» **Directions**
Could you repeat each of the records below word for word, without changing or leaving out anything?

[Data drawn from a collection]
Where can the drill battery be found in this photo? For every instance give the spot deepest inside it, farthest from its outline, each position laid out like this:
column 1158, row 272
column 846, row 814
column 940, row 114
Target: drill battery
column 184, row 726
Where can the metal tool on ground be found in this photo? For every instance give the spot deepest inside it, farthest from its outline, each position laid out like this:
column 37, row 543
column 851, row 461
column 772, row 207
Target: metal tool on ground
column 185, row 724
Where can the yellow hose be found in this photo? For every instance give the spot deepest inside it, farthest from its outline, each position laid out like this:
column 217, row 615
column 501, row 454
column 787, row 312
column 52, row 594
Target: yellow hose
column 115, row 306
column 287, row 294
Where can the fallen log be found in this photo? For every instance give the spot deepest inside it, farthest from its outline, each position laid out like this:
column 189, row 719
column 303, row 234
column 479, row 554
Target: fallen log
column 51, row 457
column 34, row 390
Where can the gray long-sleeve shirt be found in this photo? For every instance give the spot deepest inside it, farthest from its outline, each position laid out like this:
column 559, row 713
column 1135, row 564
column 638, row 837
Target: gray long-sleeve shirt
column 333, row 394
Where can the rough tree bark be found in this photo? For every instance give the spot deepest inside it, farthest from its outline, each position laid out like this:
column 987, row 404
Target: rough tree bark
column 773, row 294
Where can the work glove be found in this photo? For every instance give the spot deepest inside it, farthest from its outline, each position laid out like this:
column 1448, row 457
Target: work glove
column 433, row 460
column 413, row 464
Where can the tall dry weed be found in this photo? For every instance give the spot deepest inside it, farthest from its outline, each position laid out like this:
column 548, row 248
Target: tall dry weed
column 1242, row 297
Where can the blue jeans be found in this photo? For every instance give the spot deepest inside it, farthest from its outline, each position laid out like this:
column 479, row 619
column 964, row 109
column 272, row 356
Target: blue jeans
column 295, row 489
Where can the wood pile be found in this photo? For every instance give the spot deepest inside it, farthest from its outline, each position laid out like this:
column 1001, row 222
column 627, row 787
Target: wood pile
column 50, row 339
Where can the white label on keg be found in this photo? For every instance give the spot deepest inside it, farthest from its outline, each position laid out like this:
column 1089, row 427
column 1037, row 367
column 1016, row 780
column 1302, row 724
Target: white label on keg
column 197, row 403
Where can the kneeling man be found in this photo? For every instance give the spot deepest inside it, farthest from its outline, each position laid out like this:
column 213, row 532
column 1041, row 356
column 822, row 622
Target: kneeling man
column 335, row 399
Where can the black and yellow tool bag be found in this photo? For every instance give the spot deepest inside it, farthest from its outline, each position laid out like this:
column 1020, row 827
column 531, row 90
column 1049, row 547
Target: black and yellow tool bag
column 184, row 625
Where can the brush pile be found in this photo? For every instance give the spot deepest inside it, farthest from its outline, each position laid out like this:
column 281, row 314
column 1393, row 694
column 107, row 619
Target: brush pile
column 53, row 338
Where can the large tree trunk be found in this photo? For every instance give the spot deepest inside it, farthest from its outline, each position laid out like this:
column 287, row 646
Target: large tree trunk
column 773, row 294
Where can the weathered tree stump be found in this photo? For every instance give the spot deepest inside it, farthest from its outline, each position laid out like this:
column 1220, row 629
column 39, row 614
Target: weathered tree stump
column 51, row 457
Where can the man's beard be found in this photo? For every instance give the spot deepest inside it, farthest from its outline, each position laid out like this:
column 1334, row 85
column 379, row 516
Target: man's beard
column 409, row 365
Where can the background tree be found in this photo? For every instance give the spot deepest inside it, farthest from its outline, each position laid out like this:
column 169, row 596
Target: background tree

» **The solution**
Where can the drill battery be found in this photo? For every instance give the spot deepest inside it, farthest from its outline, each position laid out like this:
column 1158, row 272
column 846, row 814
column 940, row 114
Target: drill battery
column 184, row 726
Where can the metal tool on ground be found in this photo? For every instance give the spot deepest inside it, farthest from its outline, each position laid out like this:
column 37, row 543
column 851, row 461
column 772, row 207
Target: metal tool on ground
column 185, row 724
Where can the yellow hose be found in this photo? For every instance give the spot deepest inside it, farthest from its outline, each position laid out like this:
column 217, row 615
column 501, row 454
column 787, row 312
column 52, row 594
Target: yellow hose
column 115, row 306
column 287, row 294
Where can the fallen log be found in this photo? For every instance give the spot deepest inside it, farthest from its outline, each position laid out like this:
column 189, row 719
column 303, row 234
column 479, row 554
Target: fallen log
column 51, row 457
column 34, row 390
Where can the gray long-sleeve shirt be found in this photo? For every instance give the spot deepest inside it, farthest from its outline, each position laid out like this:
column 559, row 713
column 1135, row 564
column 638, row 837
Target: gray long-sleeve shirt
column 333, row 394
Where can the rough tree bark be found in this photo? For every instance give the spot deepest inside it, farthest from its outline, each position laid out like this:
column 987, row 404
Target: rough tree bark
column 773, row 294
Where can the work glove be found in this photo? For every instance give the spot deepest inside it, farthest from its outline, each position laid out like this:
column 1448, row 457
Target: work glove
column 433, row 460
column 413, row 464
Where can the tall dry weed be found in this photo? For every instance give the spot deepest inside it, farthest from its outline, each position laid out like this:
column 548, row 248
Target: tall dry weed
column 1242, row 297
Where can the blue jeans be found in this photo? For every instance give the spot deepest inside it, farthest from its outline, each position laid out like this:
column 479, row 619
column 964, row 109
column 272, row 356
Target: blue jeans
column 295, row 489
Where can the wood pile be found in this photo? For every instance give the spot deepest inside it, farthest from its outline, each position laid out like this:
column 1001, row 222
column 627, row 787
Target: wood pile
column 50, row 339
Where can the white label on keg be found in this photo? For every instance give the spot deepest inside it, farthest from its outline, each position laid out like this:
column 1089, row 427
column 1037, row 367
column 1016, row 780
column 1302, row 724
Target: white label on keg
column 197, row 403
Where can the kneeling man be found in this photo? For every instance give the spot deepest inside it, farthest from its outline, each position laid out like this:
column 213, row 532
column 1041, row 356
column 822, row 622
Target: kneeling man
column 335, row 399
Where can the black and yellow tool bag be found in this photo? For every instance give the spot deepest inside it, farthest from its outline, each position laid out like this:
column 1020, row 827
column 531, row 90
column 1049, row 547
Target: black and yellow tool bag
column 184, row 625
Where can the brush pile be found in this photo? For every instance give the spot deepest inside it, farthest from its outline, each position laid out like this:
column 281, row 314
column 1393, row 694
column 107, row 619
Target: brush pile
column 53, row 338
Where can the large tree trunk be found in this photo? For every instance give the spot deepest inside it, farthest from its outline, each position laid out like this:
column 287, row 646
Target: large tree trunk
column 773, row 294
Where can the weathered tree stump be found in this photo? For every instance give the spot deepest inside it, farthest from its outline, each position laid out like this:
column 1220, row 629
column 39, row 614
Target: weathered tree stump
column 51, row 457
Where can the man's beard be found in this photo? For every instance give the spot deepest inside it, farthest from its outline, each position laid out like this:
column 1334, row 85
column 379, row 516
Target: man's beard
column 409, row 365
Where can the background tree be found in this photo? For every instance give the spot deepest inside it, farthest from its outline, each position laid out like this:
column 169, row 596
Target: background tree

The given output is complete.